Election: Corporate & Personal

  1. Presbyterian doctrine teaches what the Bible says about God sovereign control over history and his unconditional choice (election) to bring some people to everlasting glory while allowing others to remain in unbelief and be punished for their sins (Ephesians 1.11; Romans 9.14-24; Proverbs 16.4; 21.1).
  2. This doctrine guards against any form of human pride or legalism since those who end up in heaven do so only because of God’s mercy, not because of anything they have done or any quality that they possess on their own (Ephesians 2.8-10; First Corinthians 1.26-31). It assures us that the elect can never fall away or be prevented from inheriting eternal life. This fact is often treated as the key to assurance.
  3. But a problem enters the picture at this point. Anyone who knows he is elect knows he is perfectly safe, but not all those who profess faith actually are elect. Some do not persevere (Second Timothy 2.14-19). People end up looking for marks that they can claim only accompany those who are elected to eternal life. Invariably, these marks are incredibly subjective. Some raised in this doctrine will be unsure where they would end up if they were to die in the next hour, even though they have been raised to believe the Gospel message. They are not sure that they are elect.
  4. To resolve all this, we need to begin with the understanding that even though God does not elect all people to everlasting life, it does not follow that he is devoid of love for those he passes by. Thus Paul states in Romans 2.4, 5: Or do you think lightly of the riches of His kindness and forbearance and patience, not knowing that the kindness of God leads you to repentance? But because of your stubbornness and unrepentant heart you are storing up wrath for yourself in the day of wrath and revelation of the righteous judgment of God. God’s providing opportunities to repent is based on his kindness even though the objects of that kindness are destined for a more severe judgment because they resist the opportunities to repent.

Record extracts:
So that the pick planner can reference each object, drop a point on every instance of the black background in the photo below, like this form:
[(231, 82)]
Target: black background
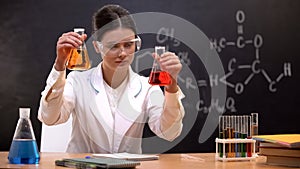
[(29, 31)]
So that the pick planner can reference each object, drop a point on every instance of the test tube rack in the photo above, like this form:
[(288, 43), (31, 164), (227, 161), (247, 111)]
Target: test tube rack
[(223, 154)]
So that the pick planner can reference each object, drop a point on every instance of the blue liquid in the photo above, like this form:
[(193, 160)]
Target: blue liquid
[(23, 152)]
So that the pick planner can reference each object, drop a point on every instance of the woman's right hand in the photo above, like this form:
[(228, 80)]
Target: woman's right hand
[(65, 44)]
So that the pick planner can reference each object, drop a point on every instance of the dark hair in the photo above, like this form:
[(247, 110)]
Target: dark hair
[(110, 17)]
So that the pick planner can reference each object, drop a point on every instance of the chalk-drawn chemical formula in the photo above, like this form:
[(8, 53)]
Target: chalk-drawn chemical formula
[(232, 67)]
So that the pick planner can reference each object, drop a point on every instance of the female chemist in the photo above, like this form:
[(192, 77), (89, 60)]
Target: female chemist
[(110, 103)]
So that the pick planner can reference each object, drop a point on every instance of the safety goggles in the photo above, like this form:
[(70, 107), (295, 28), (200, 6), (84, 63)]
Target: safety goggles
[(129, 46)]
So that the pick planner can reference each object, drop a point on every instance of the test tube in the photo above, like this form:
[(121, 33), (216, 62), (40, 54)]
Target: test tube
[(243, 135), (249, 145), (232, 126), (254, 124), (254, 128), (221, 134), (237, 135)]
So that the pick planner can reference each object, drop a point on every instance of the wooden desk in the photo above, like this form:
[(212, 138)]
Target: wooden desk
[(166, 161)]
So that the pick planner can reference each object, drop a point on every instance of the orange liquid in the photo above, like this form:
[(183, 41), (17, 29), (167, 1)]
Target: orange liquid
[(160, 78), (78, 60)]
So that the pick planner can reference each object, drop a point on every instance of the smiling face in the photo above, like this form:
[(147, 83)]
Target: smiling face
[(118, 47)]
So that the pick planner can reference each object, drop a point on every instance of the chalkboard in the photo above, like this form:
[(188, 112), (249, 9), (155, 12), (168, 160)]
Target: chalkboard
[(255, 41)]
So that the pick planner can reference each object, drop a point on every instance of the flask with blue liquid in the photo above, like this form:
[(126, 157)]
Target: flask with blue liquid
[(23, 149)]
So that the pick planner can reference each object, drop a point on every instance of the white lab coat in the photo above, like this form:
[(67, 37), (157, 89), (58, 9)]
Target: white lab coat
[(95, 129)]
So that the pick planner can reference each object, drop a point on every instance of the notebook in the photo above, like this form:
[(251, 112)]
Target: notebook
[(96, 163), (129, 156)]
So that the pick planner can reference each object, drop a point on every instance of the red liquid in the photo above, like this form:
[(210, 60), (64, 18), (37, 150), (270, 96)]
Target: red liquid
[(161, 78)]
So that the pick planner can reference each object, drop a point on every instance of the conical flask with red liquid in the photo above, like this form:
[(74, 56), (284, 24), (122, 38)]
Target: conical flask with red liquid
[(158, 76), (23, 149)]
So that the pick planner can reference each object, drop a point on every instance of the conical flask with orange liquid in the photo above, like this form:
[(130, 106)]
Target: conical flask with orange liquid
[(79, 58)]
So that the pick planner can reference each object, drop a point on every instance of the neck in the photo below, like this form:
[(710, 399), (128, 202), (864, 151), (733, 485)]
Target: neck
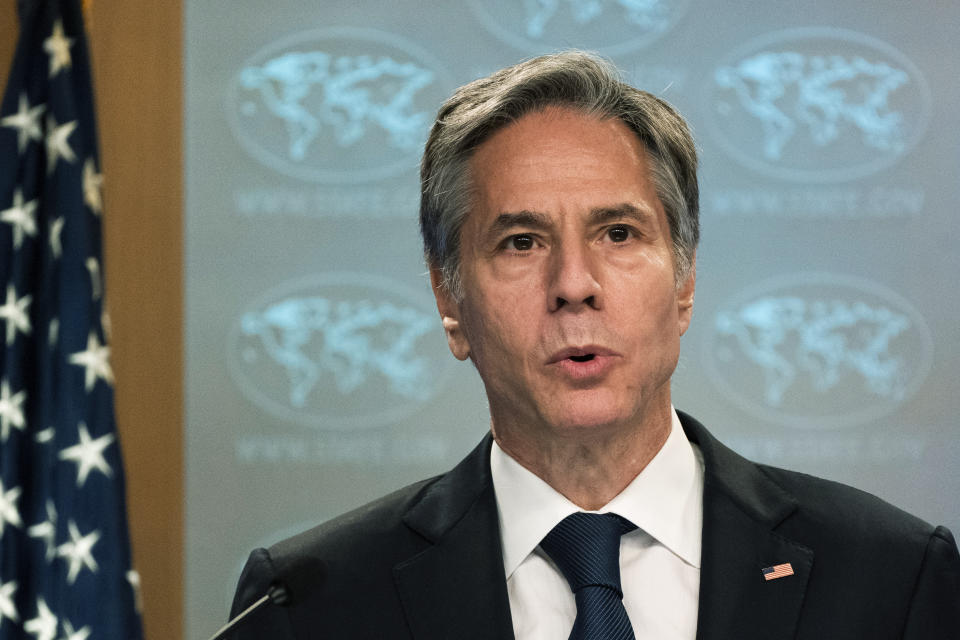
[(590, 468)]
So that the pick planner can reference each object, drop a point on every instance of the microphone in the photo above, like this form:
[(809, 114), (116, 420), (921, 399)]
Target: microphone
[(297, 578)]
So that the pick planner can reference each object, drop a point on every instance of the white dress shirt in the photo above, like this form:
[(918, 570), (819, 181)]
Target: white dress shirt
[(659, 561)]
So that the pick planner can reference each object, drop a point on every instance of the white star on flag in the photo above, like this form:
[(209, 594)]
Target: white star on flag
[(80, 634), (21, 216), (11, 410), (54, 333), (88, 454), (7, 608), (26, 121), (96, 360), (14, 311), (47, 530), (79, 552), (58, 144), (92, 181), (58, 47), (8, 507), (56, 228), (133, 577), (44, 626)]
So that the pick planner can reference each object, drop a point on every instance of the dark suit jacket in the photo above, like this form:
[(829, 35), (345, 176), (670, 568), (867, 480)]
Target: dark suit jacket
[(425, 563)]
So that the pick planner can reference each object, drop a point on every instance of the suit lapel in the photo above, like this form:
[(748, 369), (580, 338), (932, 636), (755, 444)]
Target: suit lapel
[(742, 509), (456, 588)]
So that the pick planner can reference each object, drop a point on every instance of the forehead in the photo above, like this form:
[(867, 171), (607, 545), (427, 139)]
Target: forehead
[(559, 159)]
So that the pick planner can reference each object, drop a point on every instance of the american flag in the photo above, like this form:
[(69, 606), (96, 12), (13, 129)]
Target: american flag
[(777, 571), (65, 570)]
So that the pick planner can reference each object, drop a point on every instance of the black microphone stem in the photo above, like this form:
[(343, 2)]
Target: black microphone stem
[(219, 635)]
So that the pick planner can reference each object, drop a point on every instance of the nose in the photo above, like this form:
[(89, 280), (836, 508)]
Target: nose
[(573, 284)]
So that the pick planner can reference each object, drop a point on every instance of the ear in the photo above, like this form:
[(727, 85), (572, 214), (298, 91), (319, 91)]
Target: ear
[(685, 297), (449, 316)]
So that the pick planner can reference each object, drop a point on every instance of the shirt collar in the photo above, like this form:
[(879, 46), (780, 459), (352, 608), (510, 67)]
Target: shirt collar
[(665, 500)]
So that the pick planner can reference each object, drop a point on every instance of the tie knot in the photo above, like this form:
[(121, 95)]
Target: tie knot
[(586, 548)]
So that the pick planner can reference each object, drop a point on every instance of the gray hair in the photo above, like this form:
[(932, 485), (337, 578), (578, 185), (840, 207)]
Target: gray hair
[(574, 79)]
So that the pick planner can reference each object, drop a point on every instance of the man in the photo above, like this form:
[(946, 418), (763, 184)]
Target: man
[(559, 215)]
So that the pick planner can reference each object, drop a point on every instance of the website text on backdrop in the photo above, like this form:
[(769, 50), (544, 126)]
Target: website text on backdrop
[(559, 213)]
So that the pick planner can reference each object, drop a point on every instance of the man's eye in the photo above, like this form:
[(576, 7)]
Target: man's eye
[(520, 243), (619, 234)]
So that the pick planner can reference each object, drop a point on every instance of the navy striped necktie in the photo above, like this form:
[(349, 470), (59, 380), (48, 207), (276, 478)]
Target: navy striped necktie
[(586, 548)]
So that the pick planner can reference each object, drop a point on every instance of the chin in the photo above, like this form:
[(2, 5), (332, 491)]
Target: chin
[(585, 417)]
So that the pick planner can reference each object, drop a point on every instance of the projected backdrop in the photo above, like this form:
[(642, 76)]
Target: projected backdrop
[(824, 337)]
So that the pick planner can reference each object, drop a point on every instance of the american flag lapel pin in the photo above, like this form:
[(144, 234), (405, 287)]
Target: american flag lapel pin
[(777, 571)]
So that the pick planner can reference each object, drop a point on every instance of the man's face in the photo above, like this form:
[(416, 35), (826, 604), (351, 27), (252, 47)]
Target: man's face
[(570, 311)]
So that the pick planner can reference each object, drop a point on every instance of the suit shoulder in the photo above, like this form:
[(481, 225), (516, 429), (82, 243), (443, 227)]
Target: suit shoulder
[(849, 511)]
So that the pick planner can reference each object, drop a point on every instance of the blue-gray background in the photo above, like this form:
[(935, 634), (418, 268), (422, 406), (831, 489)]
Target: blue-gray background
[(825, 329)]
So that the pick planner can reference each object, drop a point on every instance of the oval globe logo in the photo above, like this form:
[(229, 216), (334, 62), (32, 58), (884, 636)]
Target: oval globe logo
[(339, 350), (818, 350), (336, 105), (817, 105), (609, 26)]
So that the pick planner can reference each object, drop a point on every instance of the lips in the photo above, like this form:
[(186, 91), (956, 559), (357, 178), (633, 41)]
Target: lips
[(581, 354), (583, 363)]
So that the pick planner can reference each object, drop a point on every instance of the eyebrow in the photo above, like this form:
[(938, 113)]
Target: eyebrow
[(598, 215), (640, 215), (506, 221)]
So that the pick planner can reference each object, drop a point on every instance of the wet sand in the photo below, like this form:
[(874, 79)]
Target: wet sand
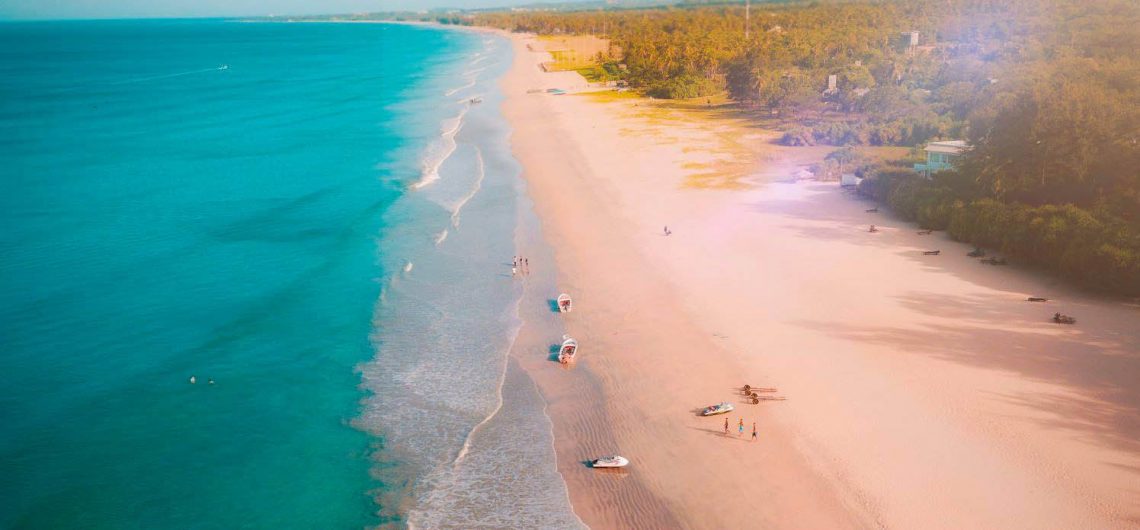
[(921, 391)]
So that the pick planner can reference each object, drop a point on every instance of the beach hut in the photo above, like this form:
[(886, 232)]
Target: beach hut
[(942, 156)]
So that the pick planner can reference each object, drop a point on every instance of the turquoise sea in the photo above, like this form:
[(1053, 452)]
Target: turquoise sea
[(311, 220)]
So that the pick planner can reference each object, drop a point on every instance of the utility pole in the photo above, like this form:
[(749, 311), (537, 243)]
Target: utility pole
[(748, 17)]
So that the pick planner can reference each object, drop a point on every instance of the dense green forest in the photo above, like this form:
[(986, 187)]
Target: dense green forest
[(1045, 91)]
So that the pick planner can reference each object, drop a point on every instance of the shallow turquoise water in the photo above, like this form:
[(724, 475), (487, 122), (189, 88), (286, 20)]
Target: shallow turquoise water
[(163, 218)]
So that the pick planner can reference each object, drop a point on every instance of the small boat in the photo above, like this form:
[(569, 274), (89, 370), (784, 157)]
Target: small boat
[(569, 350), (1058, 318), (612, 461), (718, 408)]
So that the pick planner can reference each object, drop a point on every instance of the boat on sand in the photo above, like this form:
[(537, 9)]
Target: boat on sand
[(569, 350), (718, 408), (613, 461)]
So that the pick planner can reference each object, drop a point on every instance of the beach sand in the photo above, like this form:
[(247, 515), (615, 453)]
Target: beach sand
[(921, 391)]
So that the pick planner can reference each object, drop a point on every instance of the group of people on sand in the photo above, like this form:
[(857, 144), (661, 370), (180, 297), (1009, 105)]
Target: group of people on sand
[(520, 263), (740, 429)]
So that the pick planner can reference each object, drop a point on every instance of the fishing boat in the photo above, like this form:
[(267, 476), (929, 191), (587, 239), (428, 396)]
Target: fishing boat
[(612, 461), (718, 408), (569, 350)]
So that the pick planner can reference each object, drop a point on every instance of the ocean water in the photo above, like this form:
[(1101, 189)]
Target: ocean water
[(315, 218)]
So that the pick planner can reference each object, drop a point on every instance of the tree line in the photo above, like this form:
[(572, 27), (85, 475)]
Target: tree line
[(1045, 91)]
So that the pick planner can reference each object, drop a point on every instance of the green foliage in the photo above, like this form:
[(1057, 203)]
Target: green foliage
[(1045, 92), (1091, 247), (683, 87)]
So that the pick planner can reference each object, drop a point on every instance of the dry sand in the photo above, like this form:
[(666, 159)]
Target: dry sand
[(922, 391)]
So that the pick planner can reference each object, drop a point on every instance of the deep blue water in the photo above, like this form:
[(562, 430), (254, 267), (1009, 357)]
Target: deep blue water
[(164, 218)]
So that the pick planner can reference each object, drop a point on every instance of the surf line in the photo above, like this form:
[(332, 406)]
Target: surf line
[(179, 74)]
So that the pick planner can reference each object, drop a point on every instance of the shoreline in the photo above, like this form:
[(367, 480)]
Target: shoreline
[(921, 391)]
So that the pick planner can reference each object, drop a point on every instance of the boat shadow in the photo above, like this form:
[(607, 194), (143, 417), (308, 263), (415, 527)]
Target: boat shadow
[(719, 433), (605, 471)]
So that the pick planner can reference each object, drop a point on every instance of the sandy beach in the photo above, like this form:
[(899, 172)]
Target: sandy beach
[(922, 391)]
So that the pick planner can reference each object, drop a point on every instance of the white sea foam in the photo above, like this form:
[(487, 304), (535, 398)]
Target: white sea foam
[(470, 83), (480, 174), (440, 149)]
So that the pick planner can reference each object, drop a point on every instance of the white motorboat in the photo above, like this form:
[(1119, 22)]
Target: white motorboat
[(613, 461), (718, 408), (569, 350)]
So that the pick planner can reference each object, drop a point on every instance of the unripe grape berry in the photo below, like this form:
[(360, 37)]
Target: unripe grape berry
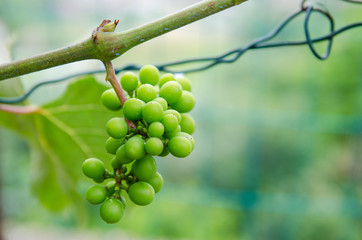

Goal 1:
According to the piece on election, what does the doctrine guard against?
Goal 2:
Pick up the piece on election and write on from its last sentence.

Final answer 1:
Any form of human pride or legalism.

Final answer 2:
  5. Thus, the proper question to ask is not, “What are God’s secret decrees?” but rather, “What has God promised me and/or warned me about?” We have to operate by what God has revealed not be his secret plan (Deuteronomy 29.29). If God reveals his love to someone, the proper stance toward that revelation is not to raise doubts by speculating in regard to the God’s plan for the future, but rather to take God at face value now. In other words, we must respond in faith to what God says.
  6. What God has revealed in the Bible is that he has a special people on earth who belong to him through Jesus Christ (First Peter 2.4-9: …coming to Him as to a living stone, rejected by men, but elect and precious in the sight of God, 5 you also, as living stones… are an elect race…). Notice that the Apostle Peter deliberately compares the election of Christ to glory with the election of the Church, using terms God used to assure Israel of his love for her.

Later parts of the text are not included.